2025-02-03
To understand BPTT works, let’s derive its mathematical formulation.
Consider an RNN that processes a sequence of inputs \[( x_1, x_2, \ldots, x_T )\] At each time step \(t\), the RNN maintains a hidden state \(h_t\) which is updated based on the current input \(x_t\) and the previous hidden state \(h_{t-1}\):
\[h_t = f(W_h h_{t-1} + W_x x_t + b)\]
where \(W_h\) and \(W_x\) are weight matrices, \(b\) is a bias vector, and \(f\) is an activation function (typically tanh or ReLU).
Assume we have a loss function \(L\) that depends on the outputs of the RNN at each time step. The total loss over the sequence is:
\[L = \sum_{t=1}^T L_t(y_t, \hat{y}_t)\]
where \(y_t\) is the true output and \(\hat{y}_t\) is the predicted output at time step \(t\).
To train the RNN, we need to compute the gradients of the loss with respect to the weights \(W_h\) and \(W_x\). BPTT involves unfolding the RNN through time and applying the chain rule of calculus to compute these gradients.
Forward Pass: Compute the hidden states \(h_t\) and the outputs \(\hat{y}_t\) for \(t = 1, 2, \ldots, T\).
Backward Pass: Compute the gradients of the loss with respect to the hidden states and weights by propagating the error backwards through time.
The gradient of the loss with respect to the hidden state at time step \(t\) is:
\[\frac{\partial L}{\partial h_t} = \sum_{k=t}^T \frac{\partial L_k}{\partial h_t}\]
Using the chain rule, we can express this as:
\[\frac{\partial L_k}{\partial h_t} = \frac{\partial L_k}{\partial \hat{y}_k} \frac{\partial \hat{y}_k}{\partial h_k} \frac{\partial h_k}{\partial h_t}\]
The gradient of the hidden state \(h_k\) with respect to \(h_t\) involves the recurrent connection:
\[\frac{\partial h_k}{\partial h_t} = \prod_{j=t+1}^k \frac{\partial h_j}{\partial h_{j-1}}\]
Finally, the gradients of the loss with respect to the weights are computed by summing the contributions from each time step:
\[\frac{\partial L}{\partial W_h} = \sum_{t=1}^T \frac{\partial L}{\partial h_t} \frac{\partial h_t}{\partial W_h}\]
\[\frac{\partial L}{\partial W_x} = \sum_{t=1}^T \frac{\partial L}{\partial h_t} \frac{\partial h_t}{\partial W_x}\]
▬▬▬
■ **Instruction 1**
Shift every point coordinate in the entries by 111, adding it to both x and y, and write out again all entry lines between the line holding "I would be grateful if you could tag the fabric" and the end of the entries, inclusive, with the requests kept. Leave the pictures out.
The entries come from a source unrelated to the page on backpropagation through time.
▬▬▬
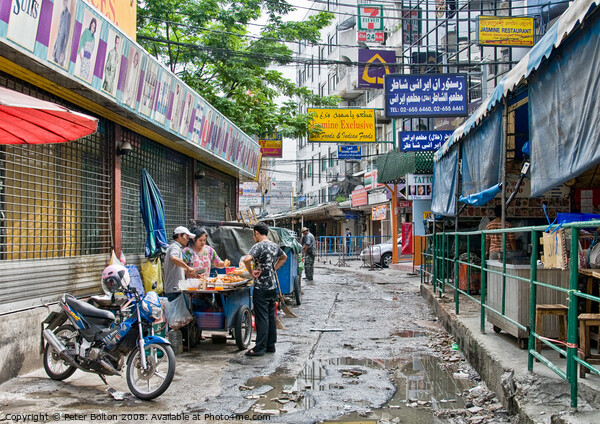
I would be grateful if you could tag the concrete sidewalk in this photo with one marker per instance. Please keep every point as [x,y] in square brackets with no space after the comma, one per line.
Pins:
[540,396]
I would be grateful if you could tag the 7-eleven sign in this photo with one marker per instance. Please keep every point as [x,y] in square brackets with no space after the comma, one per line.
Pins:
[370,17]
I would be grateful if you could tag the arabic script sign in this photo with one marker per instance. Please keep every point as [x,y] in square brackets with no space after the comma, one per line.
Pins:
[411,141]
[343,125]
[425,95]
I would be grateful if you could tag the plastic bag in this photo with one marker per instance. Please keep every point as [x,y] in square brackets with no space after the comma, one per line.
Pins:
[177,312]
[151,273]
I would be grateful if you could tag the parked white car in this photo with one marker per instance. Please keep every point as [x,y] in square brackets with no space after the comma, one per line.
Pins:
[380,254]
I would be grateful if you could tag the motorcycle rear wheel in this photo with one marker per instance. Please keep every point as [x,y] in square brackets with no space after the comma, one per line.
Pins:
[55,366]
[152,382]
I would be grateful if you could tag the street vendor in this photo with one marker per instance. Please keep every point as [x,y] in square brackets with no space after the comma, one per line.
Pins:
[201,257]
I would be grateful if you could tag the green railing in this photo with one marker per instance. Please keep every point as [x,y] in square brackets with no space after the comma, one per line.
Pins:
[441,267]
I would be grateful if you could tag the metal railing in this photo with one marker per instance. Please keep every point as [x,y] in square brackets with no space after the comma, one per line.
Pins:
[441,266]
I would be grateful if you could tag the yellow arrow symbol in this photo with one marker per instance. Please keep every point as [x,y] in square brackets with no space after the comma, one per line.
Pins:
[374,80]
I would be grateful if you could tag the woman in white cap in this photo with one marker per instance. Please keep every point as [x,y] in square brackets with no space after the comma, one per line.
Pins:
[174,267]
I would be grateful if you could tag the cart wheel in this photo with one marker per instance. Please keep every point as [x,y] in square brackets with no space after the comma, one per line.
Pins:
[297,290]
[523,343]
[243,327]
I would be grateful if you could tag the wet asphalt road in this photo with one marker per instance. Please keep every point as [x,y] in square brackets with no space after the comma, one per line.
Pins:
[365,348]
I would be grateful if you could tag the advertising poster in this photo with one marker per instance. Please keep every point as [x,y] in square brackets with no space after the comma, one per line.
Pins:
[112,63]
[271,145]
[162,99]
[379,212]
[373,65]
[426,95]
[418,186]
[184,127]
[505,31]
[23,22]
[343,125]
[178,99]
[87,47]
[149,88]
[134,65]
[61,32]
[422,141]
[198,116]
[206,126]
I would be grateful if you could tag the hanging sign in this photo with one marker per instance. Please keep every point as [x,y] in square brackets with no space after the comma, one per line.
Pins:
[426,95]
[349,151]
[505,31]
[374,65]
[343,125]
[271,145]
[379,212]
[419,141]
[370,17]
[418,186]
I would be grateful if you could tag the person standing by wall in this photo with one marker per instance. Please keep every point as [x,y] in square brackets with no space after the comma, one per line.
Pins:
[348,241]
[174,267]
[308,252]
[493,242]
[263,260]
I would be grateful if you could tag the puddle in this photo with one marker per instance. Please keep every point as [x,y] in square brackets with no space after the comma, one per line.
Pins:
[421,385]
[409,333]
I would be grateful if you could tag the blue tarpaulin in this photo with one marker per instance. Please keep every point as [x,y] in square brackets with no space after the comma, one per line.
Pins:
[152,209]
[443,197]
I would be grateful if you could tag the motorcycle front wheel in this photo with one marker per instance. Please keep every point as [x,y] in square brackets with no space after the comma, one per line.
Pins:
[149,383]
[55,366]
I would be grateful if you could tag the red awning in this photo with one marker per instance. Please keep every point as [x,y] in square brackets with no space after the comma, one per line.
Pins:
[27,120]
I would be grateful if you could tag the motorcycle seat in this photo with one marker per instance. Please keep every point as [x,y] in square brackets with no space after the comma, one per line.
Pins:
[88,310]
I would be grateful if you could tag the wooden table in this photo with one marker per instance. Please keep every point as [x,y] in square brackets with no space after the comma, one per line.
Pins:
[591,274]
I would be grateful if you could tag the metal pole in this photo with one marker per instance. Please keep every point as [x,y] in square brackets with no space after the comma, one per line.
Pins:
[533,298]
[483,277]
[572,322]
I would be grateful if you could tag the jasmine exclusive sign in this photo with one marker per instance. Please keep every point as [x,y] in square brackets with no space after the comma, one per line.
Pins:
[418,187]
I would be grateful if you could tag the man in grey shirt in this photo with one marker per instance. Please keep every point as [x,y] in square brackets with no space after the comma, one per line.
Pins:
[174,267]
[308,250]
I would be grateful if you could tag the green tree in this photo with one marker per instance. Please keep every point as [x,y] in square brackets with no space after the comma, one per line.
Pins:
[207,43]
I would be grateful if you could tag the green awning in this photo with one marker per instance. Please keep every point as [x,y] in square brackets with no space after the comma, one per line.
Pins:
[396,164]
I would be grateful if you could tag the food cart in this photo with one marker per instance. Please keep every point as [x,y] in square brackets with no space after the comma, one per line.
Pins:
[218,305]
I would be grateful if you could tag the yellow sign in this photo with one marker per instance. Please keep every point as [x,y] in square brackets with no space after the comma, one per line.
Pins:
[343,125]
[498,31]
[121,13]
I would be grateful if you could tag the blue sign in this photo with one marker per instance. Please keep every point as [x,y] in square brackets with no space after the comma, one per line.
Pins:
[417,141]
[425,95]
[349,152]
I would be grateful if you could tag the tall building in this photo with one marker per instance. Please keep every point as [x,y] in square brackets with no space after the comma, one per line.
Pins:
[422,37]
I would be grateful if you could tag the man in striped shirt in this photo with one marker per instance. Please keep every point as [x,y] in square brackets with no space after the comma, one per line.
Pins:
[493,242]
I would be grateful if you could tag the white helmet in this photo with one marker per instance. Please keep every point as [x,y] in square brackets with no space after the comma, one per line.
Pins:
[115,277]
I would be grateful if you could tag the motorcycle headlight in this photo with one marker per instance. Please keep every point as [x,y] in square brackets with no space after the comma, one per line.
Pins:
[151,306]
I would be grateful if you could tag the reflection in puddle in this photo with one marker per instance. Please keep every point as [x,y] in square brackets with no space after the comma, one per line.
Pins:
[421,386]
[409,333]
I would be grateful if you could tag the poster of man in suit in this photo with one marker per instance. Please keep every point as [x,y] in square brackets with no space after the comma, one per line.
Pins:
[60,32]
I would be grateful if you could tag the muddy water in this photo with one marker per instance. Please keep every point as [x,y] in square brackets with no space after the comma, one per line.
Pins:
[419,385]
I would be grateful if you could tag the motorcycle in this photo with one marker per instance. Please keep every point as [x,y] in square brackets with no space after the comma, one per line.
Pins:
[84,337]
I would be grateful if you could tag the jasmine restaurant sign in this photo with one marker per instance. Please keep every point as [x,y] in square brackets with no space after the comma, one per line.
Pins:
[74,37]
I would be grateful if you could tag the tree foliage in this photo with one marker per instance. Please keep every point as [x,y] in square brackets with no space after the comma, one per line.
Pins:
[207,43]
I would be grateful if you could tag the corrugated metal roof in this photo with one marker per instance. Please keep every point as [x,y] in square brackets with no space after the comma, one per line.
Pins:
[575,14]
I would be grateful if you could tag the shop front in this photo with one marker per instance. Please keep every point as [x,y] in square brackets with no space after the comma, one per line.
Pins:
[64,207]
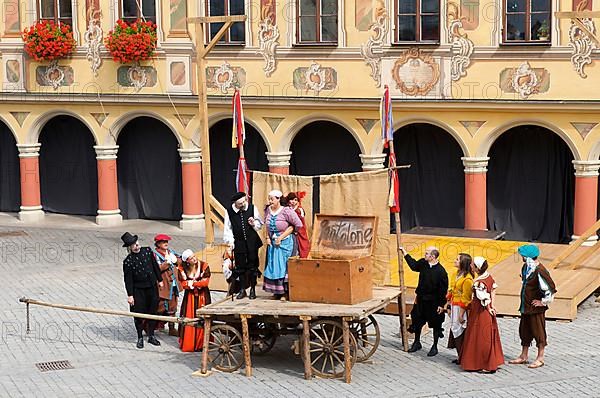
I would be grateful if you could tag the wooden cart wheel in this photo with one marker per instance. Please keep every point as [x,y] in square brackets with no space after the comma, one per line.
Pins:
[327,349]
[367,335]
[225,350]
[263,337]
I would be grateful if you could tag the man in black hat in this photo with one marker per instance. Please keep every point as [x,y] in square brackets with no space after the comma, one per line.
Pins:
[142,274]
[241,223]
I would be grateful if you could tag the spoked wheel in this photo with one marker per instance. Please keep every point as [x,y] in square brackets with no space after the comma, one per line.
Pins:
[263,337]
[327,349]
[225,350]
[367,335]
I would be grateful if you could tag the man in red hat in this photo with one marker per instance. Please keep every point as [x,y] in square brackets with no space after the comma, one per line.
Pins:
[168,294]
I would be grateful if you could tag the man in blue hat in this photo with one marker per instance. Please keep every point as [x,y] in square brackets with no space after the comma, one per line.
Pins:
[537,292]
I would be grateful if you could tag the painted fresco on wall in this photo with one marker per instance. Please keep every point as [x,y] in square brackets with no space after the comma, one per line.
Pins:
[178,10]
[40,76]
[469,12]
[125,81]
[524,80]
[12,21]
[315,78]
[415,73]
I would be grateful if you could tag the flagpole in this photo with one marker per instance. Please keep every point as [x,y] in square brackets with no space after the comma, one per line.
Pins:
[402,296]
[388,137]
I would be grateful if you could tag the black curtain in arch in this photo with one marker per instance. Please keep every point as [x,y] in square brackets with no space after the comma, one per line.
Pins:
[10,185]
[68,168]
[324,148]
[224,158]
[149,171]
[432,190]
[531,186]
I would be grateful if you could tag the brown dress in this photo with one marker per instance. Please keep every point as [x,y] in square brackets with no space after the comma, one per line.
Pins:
[482,349]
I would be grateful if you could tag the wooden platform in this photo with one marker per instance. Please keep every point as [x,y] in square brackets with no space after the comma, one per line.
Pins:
[264,305]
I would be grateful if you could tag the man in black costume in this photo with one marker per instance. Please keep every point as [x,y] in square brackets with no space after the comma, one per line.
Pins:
[241,223]
[430,297]
[142,276]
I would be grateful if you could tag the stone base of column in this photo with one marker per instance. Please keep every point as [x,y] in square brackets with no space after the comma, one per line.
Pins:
[31,213]
[109,218]
[192,223]
[591,241]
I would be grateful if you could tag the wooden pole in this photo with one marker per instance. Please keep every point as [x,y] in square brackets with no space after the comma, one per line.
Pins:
[246,345]
[110,312]
[402,296]
[306,347]
[201,53]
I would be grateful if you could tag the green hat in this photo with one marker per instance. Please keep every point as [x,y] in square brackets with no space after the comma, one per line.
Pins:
[530,251]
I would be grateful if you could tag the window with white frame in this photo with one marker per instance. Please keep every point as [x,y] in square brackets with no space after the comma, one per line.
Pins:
[236,34]
[132,10]
[317,22]
[58,11]
[527,21]
[417,21]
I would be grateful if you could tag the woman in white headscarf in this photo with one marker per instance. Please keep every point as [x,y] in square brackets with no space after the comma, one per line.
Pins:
[194,276]
[280,222]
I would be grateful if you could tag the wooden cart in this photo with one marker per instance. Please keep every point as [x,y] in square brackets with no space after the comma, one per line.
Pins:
[332,336]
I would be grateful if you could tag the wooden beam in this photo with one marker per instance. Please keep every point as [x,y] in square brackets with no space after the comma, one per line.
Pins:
[577,14]
[584,29]
[575,245]
[217,19]
[215,40]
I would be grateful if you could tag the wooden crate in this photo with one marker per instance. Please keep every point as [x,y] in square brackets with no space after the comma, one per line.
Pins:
[338,270]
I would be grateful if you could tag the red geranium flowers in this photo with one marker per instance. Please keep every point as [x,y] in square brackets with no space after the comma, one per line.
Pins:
[47,41]
[131,42]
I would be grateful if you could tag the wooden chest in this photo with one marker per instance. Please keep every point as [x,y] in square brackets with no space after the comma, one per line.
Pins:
[338,270]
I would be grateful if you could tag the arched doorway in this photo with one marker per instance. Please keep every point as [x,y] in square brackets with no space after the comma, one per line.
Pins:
[324,147]
[531,185]
[224,158]
[10,185]
[149,171]
[432,190]
[68,169]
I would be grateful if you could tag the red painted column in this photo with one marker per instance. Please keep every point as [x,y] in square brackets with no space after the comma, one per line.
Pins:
[475,193]
[279,162]
[586,197]
[373,162]
[108,187]
[191,180]
[31,203]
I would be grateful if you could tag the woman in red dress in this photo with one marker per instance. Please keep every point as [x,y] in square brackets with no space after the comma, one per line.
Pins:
[302,242]
[194,276]
[482,350]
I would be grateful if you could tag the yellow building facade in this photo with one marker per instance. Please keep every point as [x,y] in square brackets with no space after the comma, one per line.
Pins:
[505,85]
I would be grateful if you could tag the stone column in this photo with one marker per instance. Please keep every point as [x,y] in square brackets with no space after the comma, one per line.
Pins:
[191,180]
[108,186]
[475,193]
[586,198]
[373,162]
[31,202]
[279,162]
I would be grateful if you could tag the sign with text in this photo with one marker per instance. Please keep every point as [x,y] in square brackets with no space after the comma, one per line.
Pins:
[343,236]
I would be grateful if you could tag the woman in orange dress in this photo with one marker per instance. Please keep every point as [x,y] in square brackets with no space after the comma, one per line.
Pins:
[301,241]
[482,350]
[194,276]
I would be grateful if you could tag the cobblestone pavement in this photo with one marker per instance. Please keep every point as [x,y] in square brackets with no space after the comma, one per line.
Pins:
[83,267]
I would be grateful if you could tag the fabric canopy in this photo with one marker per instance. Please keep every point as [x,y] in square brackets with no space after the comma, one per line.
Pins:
[10,185]
[149,171]
[68,170]
[530,186]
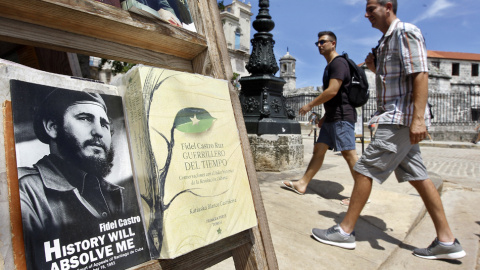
▬▬▬
■ **Instruction 2**
In the page on backpropagation through time, which activation functions are named as typical choices for f?

■ **Final result 1**
I would be grateful if you could tag the fabric canopy in this photo with one marker per instance. Please keep every point as [x,y] in square brackets with no space after the comma, one per line.
Pins:
[121,296]
[260,282]
[179,281]
[641,297]

■ **Final result 2**
Tanh or ReLU.